-------- Bacaan
Sepatu sebelum si AIRWALK lebih mendingan, dan aku suka. Sepasang sepatu berasal dari bogor, oleh-oleh todongan dari menjebak ortu dengan paksa. Spesies masih warrior, walau bukan bermerek CONVERSE setidaknya benda itu masih berwujud sepatu, bukan berwujud rantang, panci, ember atau berwujud seperangkat alat sholat. Cukup lama kurasa, hampir dua tahun aku memakai sepatu itu. Kalau tidak salah harga sepatu kala itu Rp.60.000, dan awet hingga dua tahun. Setelah mengalami mati suri beberapa hari, operasi jahitan dengan silicon di bagian punggung kaki, dan ausnya bagian telapak kaki akhirnya sepatu itu resmi aku pensiunkan. Bagian bawah kaki hampir jebol bagian depan dan tumit, aku inget dulu ketika Rem sepeda anginku sedang rusak, aku sering menggunakan sepatu itu sebagai REM ALTERNATIF.





Alhasil setelah mengerem dengan REM ALTERNATIF itu selama 3 bulan, alhamdulilah kakiku menjadi lebih ganteng, jadi lebih percaya diri di masyarakat luas, dan saat itu aku sadar, ternyata ada bakat terpendam didalam diriku. Selain menyimpan potensi sebagai tukang becak, Aku baru sadar kakiku sangat berbakat jadi REM ALTERNATIF, sepertinya perlu dibududayakan kegiatan itu. Agar benih-benih REM ALTERNATIF bisa bangkit dan mengharumkan nama bangsa Indonesia. Aku percaya akan datang masa itu… hidup REM pake KAKI …. tretek dung cess!!!



Temanya masih sepatu, Sebenarnya pengen sih ngobrolin tentang ketampananku atau cuap-cuap mengenai Dedek Nikita willy, namun terpaksa kutunda dahulu. soalnya aku masih punya beberapa cerita jayus mengenai sepatu. Dengerin ya, ya, ya, asiiik* langsung loncat-loncat sambil push up 5000 kali.
----------------
-------- Data yang diberikan
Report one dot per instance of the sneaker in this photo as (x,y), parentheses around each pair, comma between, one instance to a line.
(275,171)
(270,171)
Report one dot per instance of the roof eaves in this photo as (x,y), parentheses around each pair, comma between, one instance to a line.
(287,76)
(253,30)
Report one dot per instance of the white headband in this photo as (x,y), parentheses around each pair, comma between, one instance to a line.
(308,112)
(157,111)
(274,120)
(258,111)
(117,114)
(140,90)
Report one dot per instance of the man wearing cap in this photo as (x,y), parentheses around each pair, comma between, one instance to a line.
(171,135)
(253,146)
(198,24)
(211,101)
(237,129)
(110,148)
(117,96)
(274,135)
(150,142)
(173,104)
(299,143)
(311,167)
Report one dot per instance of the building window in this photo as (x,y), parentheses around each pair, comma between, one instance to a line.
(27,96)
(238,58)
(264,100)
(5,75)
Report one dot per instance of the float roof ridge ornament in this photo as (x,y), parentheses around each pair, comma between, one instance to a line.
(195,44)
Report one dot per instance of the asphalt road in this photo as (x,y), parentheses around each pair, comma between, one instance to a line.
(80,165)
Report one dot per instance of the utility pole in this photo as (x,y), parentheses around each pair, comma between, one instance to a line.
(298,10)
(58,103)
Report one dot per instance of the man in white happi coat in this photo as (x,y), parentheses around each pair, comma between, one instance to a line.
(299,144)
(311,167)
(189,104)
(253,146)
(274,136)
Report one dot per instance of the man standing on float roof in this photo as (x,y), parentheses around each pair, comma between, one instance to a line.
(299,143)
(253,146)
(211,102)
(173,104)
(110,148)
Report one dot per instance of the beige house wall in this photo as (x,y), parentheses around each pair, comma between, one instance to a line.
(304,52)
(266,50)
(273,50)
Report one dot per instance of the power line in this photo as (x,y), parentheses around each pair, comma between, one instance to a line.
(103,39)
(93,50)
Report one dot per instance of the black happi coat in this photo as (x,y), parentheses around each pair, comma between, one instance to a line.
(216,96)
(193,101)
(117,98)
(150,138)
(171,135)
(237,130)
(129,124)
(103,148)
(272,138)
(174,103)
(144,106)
----------------
Tugas :: Alihkan kalimat dari bacaan tentang sepatu ini ke bahasa Inggris: "Cukup lama kurasa, hampir dua tahun aku memakai sepatu itu."

Hasil :: Quite a long time, I think; I wore those shoes for almost two years.